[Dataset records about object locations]
╔══

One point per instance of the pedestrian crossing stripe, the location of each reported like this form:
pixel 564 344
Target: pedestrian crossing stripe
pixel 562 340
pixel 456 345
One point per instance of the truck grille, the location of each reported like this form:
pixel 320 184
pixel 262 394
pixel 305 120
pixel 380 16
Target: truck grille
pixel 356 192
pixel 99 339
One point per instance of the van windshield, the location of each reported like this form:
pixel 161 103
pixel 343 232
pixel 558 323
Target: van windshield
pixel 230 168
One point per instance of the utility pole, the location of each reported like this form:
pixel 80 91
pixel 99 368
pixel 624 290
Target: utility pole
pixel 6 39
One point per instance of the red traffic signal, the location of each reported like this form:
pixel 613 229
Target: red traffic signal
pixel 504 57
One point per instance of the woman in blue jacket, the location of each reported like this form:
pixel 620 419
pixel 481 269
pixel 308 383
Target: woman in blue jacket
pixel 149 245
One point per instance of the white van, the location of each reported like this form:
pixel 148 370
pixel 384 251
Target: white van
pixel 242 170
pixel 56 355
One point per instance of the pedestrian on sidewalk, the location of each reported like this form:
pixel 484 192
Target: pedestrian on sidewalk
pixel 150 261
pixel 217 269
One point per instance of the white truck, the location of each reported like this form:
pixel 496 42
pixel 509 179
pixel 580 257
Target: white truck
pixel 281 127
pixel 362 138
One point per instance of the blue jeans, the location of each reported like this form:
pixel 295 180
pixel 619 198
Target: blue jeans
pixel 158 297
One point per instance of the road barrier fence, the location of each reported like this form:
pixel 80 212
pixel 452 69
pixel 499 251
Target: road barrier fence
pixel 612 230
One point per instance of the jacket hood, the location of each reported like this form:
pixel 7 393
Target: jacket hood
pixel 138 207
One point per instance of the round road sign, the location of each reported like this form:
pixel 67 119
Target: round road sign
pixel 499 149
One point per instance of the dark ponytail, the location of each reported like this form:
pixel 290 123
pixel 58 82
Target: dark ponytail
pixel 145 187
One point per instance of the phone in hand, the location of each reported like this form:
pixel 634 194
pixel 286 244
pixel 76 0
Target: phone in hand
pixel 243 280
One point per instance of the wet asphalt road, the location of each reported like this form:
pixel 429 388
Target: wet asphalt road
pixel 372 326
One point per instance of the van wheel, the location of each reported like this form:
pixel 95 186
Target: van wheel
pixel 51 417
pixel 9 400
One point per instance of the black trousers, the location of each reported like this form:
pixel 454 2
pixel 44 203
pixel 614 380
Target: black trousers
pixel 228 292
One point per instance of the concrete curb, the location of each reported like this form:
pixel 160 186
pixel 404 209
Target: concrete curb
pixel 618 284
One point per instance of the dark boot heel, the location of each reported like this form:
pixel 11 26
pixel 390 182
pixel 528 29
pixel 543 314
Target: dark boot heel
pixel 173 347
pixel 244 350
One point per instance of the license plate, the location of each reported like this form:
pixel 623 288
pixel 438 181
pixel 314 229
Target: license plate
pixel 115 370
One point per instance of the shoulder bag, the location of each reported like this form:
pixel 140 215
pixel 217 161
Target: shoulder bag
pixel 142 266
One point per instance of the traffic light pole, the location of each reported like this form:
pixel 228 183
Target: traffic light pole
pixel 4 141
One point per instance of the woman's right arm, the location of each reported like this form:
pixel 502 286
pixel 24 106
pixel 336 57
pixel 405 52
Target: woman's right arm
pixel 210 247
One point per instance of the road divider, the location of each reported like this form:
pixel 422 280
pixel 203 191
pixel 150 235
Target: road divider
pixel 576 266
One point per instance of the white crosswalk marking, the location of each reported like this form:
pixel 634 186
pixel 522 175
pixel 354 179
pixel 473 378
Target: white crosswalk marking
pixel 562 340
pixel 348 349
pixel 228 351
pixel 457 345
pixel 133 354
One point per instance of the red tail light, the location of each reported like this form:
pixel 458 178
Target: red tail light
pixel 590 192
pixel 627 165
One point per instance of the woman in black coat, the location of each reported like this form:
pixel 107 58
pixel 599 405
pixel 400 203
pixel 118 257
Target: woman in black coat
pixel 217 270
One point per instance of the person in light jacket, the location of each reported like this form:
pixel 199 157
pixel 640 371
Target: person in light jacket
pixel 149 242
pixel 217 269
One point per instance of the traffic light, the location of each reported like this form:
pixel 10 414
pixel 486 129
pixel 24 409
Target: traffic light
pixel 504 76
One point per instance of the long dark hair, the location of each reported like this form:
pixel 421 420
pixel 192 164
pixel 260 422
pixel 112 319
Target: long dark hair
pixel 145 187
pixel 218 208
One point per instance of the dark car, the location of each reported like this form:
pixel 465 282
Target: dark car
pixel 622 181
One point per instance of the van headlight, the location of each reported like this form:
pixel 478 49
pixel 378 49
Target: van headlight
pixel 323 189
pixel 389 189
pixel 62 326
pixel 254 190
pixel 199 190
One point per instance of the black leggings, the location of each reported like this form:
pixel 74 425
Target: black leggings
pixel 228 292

╚══

**Short exercise**
Only the lines from the one containing "One point per instance of the woman in black" to the end of the records should be repeated, exactly as they appear.

**Result of the exercise**
One point per instance of the woman in black coat, the location of each reported like this form:
pixel 107 58
pixel 599 405
pixel 400 203
pixel 118 257
Target: woman in black coat
pixel 217 270
One point per instance of the person in light jacket, the location of each reported like this form:
pixel 199 157
pixel 640 371
Target: person in light jacket
pixel 149 242
pixel 217 269
One point per instance of the traffic light, the location of each reported like this form:
pixel 10 414
pixel 486 129
pixel 24 409
Target: traffic light
pixel 504 76
One point per instance of the long dark hair, the location of each reported like this form:
pixel 421 420
pixel 192 164
pixel 260 422
pixel 112 319
Target: long dark hair
pixel 145 187
pixel 218 208
One point per instance of the dark car, the location of each reported like this form:
pixel 465 282
Target: dark car
pixel 622 181
One point per instance of the van headlight, the location of each reported like this form:
pixel 478 49
pixel 378 49
Target: van headlight
pixel 323 189
pixel 389 189
pixel 62 326
pixel 254 190
pixel 199 190
One point per instance of the black leggings, the location of each reported like this form:
pixel 74 425
Target: black leggings
pixel 228 292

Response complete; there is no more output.